Selected passage:
# **Sutton Trust Music & Science Workshop**

Instructor: Huw Cheston, PhD researcher @ Centre for Music & Science, University of Cambridge

![ST](https://summerschools.suttontrust.com/wp-content/themes/sutton-trust-summer-programme/assets/img/summer_school_logo.png)

© Huw Cheston 2023, hwc31@cam.ac.uk

# Pose estimation using neural networks

![NN](https://forum.khadas.com/uploads/default/original/2X/f/f96d91501a7613128e0881b6adfdb5cff02bb309.gif)

In this workbook, we'll use pose estimation via neural networks to track the motion and movement of dancers and musicians in videos of performances. By immersing themselves in a diverse array of movement examples, these networks become skilled at tracking and mapping the human form in motion, effectively translating dynamic performances into data. This technology holds immense potential, from enhancing training and feedback for artists to enabling immersive digital experiences.

Problems to solve:
A. In the pose estimation workbook, whose movement is to be tracked in videos of performances?
B. Write the next part of the pose estimation workbook, starting after its final sentence.

[Records excerpted from a collection]
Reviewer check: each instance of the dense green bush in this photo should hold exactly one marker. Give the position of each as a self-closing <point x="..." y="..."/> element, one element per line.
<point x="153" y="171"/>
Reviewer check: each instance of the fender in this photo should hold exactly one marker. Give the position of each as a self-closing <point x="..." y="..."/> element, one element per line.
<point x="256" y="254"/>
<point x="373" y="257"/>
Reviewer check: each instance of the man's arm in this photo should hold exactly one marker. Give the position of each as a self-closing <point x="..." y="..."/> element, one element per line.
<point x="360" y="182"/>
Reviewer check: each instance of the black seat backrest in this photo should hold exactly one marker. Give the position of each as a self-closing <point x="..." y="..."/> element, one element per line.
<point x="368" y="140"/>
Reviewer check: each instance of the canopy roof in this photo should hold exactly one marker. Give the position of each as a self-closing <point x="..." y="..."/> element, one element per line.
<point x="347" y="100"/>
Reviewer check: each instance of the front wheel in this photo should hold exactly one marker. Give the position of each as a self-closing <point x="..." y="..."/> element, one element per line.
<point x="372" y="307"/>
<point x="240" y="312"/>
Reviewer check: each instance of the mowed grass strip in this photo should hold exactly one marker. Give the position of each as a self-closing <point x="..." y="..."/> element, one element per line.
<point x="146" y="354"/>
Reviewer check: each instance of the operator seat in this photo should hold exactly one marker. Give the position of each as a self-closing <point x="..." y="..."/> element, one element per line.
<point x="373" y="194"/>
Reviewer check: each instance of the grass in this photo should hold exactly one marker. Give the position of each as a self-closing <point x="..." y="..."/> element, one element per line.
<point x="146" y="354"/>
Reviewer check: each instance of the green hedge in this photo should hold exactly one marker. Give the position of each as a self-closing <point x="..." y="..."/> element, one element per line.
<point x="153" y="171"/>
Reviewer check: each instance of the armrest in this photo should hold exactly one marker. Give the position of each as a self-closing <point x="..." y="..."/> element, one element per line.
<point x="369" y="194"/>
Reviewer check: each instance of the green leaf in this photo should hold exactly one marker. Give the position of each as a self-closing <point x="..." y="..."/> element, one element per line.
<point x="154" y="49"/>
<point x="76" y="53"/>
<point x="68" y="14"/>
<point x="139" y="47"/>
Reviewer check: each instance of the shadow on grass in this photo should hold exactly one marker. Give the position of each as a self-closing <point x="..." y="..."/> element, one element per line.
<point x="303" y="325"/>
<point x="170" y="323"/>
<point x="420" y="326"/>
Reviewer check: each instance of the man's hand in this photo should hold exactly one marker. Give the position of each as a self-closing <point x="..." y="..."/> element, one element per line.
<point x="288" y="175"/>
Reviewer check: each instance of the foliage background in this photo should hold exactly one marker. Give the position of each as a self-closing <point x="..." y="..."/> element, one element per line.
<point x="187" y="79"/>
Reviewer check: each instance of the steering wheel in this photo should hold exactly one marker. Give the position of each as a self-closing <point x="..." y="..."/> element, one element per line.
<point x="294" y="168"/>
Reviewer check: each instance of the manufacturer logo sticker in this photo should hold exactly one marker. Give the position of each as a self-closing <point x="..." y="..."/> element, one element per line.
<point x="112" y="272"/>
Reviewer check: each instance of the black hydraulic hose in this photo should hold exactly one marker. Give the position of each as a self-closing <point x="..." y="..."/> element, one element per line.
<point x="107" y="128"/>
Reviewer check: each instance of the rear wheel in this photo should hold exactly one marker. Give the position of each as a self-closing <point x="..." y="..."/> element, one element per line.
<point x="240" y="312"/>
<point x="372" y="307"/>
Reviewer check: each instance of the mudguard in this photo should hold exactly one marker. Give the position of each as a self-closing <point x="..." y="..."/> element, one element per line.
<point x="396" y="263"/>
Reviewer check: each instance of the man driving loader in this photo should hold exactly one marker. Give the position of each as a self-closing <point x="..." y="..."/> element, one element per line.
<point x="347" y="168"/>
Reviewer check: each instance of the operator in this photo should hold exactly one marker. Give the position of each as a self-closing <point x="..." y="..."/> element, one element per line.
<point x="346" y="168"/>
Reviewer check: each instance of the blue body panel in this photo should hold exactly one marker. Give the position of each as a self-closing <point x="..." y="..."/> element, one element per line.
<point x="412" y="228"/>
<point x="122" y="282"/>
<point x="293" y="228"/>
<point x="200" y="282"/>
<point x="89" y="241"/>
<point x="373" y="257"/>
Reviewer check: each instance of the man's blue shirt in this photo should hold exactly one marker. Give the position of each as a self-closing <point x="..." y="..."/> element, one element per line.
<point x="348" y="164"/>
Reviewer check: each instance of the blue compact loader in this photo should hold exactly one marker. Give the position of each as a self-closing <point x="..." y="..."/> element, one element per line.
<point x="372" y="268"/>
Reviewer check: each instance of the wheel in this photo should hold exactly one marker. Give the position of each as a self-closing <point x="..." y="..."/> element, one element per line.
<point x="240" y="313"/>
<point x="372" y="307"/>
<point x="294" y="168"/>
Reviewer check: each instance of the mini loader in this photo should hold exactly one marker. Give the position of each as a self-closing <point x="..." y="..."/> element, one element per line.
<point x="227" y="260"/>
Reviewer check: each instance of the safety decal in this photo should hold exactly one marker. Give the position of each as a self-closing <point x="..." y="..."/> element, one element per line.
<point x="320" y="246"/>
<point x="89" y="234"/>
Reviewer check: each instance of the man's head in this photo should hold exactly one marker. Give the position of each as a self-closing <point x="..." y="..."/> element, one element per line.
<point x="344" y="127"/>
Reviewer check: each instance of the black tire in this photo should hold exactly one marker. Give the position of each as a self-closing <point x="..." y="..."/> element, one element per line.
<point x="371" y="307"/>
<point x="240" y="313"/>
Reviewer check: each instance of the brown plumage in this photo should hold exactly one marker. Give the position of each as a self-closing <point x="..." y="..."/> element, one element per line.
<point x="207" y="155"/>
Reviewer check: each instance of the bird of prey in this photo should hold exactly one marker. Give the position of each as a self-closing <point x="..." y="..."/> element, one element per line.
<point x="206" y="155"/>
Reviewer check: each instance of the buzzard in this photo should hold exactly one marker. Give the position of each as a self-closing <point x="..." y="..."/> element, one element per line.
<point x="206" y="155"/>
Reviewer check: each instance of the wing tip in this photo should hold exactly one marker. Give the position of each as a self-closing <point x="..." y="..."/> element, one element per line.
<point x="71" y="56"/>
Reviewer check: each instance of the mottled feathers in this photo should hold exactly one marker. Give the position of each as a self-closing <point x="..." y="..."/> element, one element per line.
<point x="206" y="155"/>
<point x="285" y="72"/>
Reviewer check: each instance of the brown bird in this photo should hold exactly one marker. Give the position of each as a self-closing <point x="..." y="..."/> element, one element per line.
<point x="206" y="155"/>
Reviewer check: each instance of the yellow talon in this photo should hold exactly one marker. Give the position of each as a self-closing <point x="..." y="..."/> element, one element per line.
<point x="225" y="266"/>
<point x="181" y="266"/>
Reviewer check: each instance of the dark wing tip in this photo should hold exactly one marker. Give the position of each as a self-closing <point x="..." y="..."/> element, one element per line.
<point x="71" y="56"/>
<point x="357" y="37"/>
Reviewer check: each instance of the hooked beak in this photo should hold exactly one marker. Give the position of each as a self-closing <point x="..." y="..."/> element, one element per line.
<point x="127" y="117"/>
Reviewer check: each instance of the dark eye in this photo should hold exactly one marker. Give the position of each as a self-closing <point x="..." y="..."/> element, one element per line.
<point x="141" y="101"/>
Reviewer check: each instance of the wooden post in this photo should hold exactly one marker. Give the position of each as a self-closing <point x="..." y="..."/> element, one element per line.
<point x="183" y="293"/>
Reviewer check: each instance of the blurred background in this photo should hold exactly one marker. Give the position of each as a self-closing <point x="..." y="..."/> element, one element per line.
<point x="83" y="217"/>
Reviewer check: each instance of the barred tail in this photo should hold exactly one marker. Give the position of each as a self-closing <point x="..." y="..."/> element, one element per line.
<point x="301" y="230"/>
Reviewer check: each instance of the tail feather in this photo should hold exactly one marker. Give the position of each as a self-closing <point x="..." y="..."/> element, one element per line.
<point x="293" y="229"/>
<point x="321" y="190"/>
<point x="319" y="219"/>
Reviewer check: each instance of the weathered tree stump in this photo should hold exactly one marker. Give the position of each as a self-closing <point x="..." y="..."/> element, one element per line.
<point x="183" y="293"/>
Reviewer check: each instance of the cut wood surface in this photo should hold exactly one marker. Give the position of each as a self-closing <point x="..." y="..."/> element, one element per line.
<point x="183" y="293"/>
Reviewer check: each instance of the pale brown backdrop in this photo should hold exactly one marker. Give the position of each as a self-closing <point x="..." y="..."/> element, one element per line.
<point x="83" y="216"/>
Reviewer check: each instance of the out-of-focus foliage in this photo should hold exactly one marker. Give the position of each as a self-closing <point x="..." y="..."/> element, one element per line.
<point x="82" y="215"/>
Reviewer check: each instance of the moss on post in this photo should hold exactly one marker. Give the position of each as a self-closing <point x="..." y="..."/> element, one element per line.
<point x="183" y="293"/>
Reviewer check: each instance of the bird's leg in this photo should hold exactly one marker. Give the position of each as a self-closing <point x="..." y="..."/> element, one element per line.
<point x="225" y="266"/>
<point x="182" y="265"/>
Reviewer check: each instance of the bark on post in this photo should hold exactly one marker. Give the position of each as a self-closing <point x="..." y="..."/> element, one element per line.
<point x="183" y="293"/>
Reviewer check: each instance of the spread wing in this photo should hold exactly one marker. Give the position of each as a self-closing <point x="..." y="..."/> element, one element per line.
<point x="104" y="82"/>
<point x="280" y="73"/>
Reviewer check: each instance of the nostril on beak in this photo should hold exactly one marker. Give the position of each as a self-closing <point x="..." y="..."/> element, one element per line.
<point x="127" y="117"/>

Written responses:
A. The movement of dancers and musicians.

B.
In this workbook, we'll use a pose estimation library implemented in [OpenCV](https://opencv.org/). This is much simpler than the example above, which uses [OpenPose](https://github.com/CMU-Perceptual-Computing-Lab/openpose), so you shouldn't expect the results to be quite as good. However, it has the advantage of possible to run on the cloud, and is much quicker. We'll rip performances direct from YouTube, so you won't need to download anything beforehand. You also don't need to have any experience of programming to use this workbook, and all the various options will be explained as you go.

## Setup

**Before you do anything else**, hit the *Play* button below, next to the **Show code** line. You may need to move your mouse for this to appear. Please let me know if you get any errors when running this!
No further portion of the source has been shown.